■ EXERCISE BRIEF: From the forum thread on Amano shrimp numbers below, reproduce word for word the passage starting at "## Iain Sutherland" and ending at "algae issues though.".

■ PASSAGE TO READ:
<<<<

# Amano Shrimp to Tank Size Ratio?



## LancsRick (19 Jun 2012)

I'm going to get some Amano shrimp to assist in dealing with my hair algae tank (which happens to have some plants and fish in there too....). It's a Trigon 190, moderately planted (planting to increase to heavy in the future).

I'm just wondering what number of Amano shrimp would a) be sustained long term in this tank (guessing LOTS), and b) be required to maintain a tank (which is more the angle I'm coming from)?

Cheers!


----------



## Iain Sutherland (19 Jun 2012)

as many as you can afford mate!
10 or so in a 180 will help once the algae is under control, never found them that good at dealing with an existing issue though more preventative.


----------



## greenink (19 Jun 2012)

I have 30 in my 259 litre tank. Apparently. Never see more than ten though. Still have some algae issues though.


----------



## LancsRick (19 Jun 2012)

Cheers. I'll add 4 to start with purely to limit numbers in case my Botia Striata decide they're lunch (I've read conflicting reports online with some people have no problems, and others finding they get eaten). If there's no problem then I'll get another 6 in a week or so.

Thanks!


----------



## Ian Holdich (19 Jun 2012)

Amano suggest 1 per 1 liter of water...


that would work out al lot of money!


----------



## LancsRick (19 Jun 2012)

I'm afraid on this occasion I'm going to have to ignore the mighty Amano's suggestion!


----------



## Antipofish (19 Jun 2012)

LancsRick said:
			
		

> I'm afraid on this occasion I'm going to have to ignore the mighty Amano's suggestion!


   Really ?  Dont blame you.

Get the biggest you can find to minimise the risk of the botias getting greedy


----------



## LancsRick (20 Jun 2012)

4 Amanos installed, thanks for the advice. They're big buggers aren't they?! Well, compared to Cherries!


----------



## Piece-of-fish (21 Jun 2012)

ianho said:
			
		

> Amano suggest 1 per 1 liter of water...
> 
> 
> that would work out al lot of money!



But works wanders. Tested in 120l tank    No algae has a chance. Then go stems and mosses so this army should not be left for long. I think amano uses them temporarily also especially to combat early diatoms.


----------

>>>>

[Excerpts from a point labeling dataset]
<<<<

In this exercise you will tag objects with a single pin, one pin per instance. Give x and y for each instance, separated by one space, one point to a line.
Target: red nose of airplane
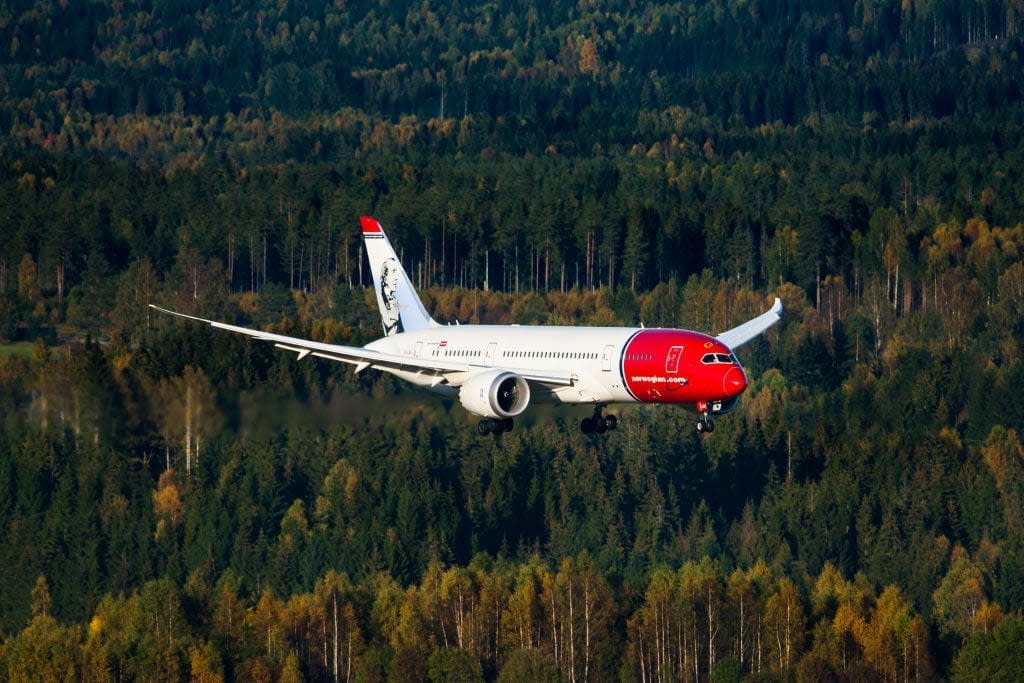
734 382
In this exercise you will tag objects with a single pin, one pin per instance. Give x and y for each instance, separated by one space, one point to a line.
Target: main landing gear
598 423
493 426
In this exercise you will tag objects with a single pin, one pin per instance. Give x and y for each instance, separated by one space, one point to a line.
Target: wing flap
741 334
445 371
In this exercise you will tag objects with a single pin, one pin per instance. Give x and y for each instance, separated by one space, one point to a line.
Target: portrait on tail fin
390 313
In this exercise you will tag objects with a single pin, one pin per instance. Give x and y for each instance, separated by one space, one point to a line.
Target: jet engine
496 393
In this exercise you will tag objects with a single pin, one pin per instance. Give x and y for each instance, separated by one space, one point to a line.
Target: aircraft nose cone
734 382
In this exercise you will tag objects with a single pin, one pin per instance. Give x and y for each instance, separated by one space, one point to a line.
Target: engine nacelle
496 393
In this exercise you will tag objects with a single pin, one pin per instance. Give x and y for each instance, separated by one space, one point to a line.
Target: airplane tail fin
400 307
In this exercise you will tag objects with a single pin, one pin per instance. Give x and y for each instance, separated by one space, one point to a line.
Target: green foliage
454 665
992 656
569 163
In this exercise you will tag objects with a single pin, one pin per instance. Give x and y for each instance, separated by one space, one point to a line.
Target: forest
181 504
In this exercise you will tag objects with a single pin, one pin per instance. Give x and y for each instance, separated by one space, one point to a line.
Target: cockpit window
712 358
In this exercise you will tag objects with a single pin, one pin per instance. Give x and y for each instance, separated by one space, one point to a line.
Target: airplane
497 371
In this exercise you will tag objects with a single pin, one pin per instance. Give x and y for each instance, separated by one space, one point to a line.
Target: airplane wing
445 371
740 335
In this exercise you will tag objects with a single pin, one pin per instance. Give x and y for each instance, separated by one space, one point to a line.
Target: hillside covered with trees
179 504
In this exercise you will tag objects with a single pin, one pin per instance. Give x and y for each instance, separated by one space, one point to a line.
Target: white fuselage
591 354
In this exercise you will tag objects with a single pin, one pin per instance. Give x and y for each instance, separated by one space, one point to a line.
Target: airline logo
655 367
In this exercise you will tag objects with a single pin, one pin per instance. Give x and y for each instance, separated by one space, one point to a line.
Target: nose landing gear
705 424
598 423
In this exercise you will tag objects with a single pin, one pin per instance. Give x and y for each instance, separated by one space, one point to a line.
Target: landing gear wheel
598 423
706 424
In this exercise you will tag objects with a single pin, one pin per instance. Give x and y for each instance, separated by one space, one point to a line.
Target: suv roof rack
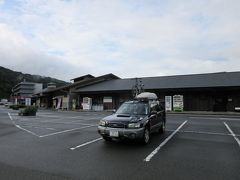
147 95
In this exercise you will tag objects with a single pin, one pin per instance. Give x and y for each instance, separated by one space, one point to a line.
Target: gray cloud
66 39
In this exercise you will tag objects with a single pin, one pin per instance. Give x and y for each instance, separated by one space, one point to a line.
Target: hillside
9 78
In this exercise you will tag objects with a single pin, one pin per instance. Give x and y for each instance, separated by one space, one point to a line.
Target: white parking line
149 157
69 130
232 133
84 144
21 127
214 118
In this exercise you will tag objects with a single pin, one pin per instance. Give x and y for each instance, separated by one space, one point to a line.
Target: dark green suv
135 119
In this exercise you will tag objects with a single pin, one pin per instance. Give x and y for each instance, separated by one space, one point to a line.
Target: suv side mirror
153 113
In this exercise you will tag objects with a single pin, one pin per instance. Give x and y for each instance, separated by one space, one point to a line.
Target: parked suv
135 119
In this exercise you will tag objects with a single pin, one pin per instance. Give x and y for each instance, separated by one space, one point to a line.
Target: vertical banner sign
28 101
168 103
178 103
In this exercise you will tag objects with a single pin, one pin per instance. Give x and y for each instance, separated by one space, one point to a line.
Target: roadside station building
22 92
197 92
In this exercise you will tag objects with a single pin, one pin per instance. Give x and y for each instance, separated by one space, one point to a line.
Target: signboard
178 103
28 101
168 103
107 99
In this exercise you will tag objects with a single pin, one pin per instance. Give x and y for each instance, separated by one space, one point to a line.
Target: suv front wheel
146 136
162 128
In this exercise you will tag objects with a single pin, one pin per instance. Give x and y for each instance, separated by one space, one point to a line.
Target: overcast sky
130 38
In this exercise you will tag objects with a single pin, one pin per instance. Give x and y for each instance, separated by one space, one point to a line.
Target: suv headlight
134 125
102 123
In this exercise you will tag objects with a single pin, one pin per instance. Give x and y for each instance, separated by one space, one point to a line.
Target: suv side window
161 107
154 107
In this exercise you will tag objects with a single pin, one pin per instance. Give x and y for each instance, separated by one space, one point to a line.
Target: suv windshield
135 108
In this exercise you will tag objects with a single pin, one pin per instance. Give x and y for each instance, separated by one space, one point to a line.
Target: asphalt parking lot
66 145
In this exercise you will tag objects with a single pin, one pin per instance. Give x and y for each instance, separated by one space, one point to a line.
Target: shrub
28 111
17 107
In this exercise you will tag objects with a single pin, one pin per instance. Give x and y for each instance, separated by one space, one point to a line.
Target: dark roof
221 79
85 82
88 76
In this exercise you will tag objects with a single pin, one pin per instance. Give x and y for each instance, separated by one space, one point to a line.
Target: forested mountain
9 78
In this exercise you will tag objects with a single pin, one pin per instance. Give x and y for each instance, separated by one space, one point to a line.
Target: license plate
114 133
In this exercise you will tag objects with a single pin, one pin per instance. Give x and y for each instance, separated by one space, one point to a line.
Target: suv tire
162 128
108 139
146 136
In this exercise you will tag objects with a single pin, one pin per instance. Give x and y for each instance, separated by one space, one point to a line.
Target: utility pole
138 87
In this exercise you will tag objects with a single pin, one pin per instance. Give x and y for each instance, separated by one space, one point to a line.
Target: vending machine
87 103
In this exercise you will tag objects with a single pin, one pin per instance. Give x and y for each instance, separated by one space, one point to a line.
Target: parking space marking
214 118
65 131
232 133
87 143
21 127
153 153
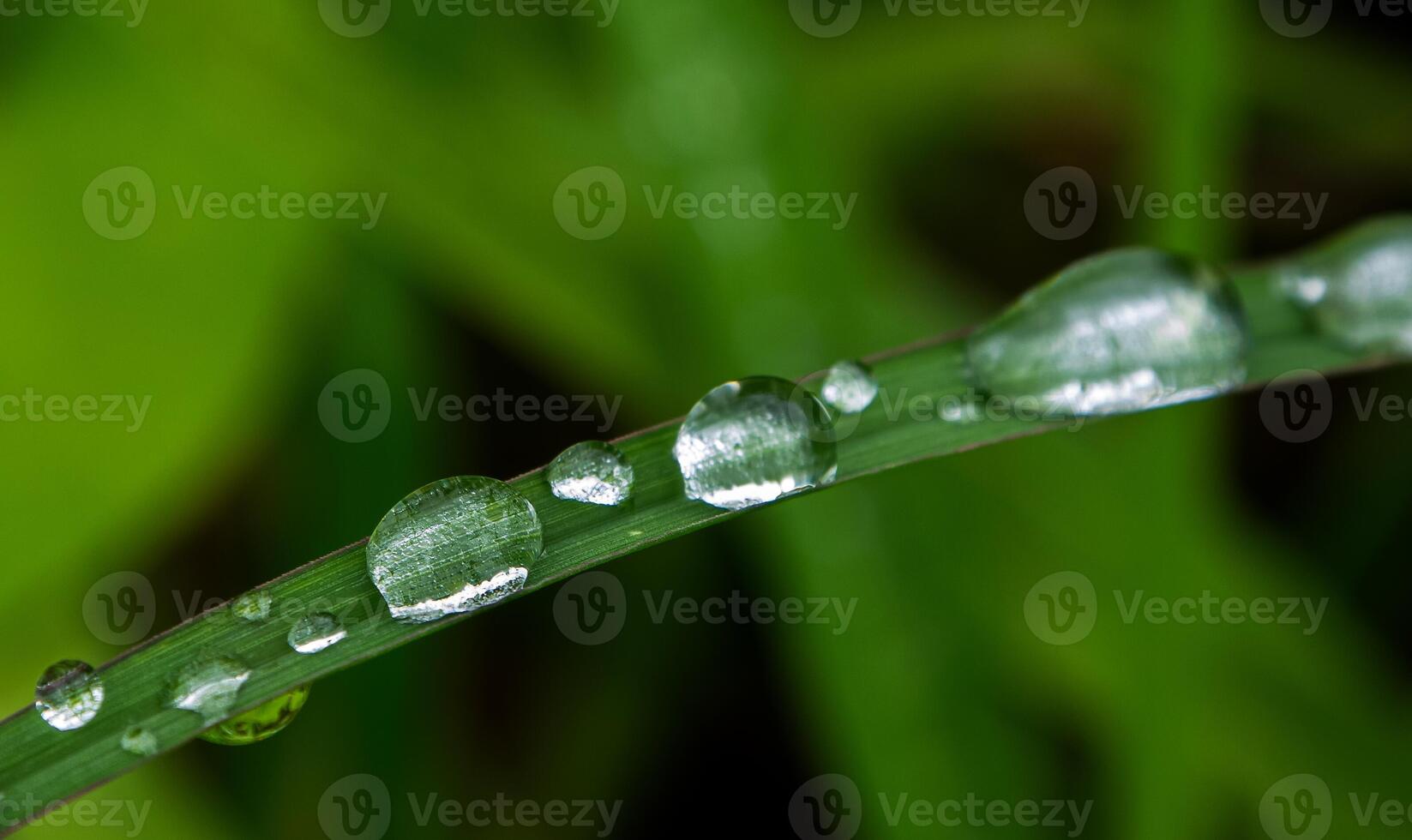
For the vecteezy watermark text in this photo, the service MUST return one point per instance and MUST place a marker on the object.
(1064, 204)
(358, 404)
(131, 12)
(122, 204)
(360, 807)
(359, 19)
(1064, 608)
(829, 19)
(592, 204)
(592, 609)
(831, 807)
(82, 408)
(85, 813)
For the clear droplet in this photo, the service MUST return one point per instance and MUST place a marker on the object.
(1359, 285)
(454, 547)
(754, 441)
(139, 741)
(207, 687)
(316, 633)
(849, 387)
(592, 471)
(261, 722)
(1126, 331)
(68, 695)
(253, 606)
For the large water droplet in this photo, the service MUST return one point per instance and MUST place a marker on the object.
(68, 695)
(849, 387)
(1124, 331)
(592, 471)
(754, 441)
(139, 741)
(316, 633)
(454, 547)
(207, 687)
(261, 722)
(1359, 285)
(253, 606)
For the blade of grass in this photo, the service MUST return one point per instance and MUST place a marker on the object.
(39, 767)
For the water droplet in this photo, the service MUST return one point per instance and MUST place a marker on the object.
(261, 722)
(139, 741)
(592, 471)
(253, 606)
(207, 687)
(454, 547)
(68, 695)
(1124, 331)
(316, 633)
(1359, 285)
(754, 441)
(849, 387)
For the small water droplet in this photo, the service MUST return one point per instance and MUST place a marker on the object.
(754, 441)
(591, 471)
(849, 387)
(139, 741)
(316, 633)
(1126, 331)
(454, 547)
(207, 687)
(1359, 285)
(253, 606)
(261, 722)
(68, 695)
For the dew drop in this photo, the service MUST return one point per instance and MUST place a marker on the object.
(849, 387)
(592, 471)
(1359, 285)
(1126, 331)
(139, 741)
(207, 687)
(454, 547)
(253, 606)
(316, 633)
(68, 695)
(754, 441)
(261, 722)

>>>>

■ SOLUTION TO THIS EXERCISE:
## Iain Sutherland (19 Jun 2012)

as many as you can afford mate!
10 or so in a 180 will help once the algae is under control, never found them that good at dealing with an existing issue though more preventative.


----------



## greenink (19 Jun 2012)

I have 30 in my 259 litre tank. Apparently. Never see more than ten though. Still have some algae issues though.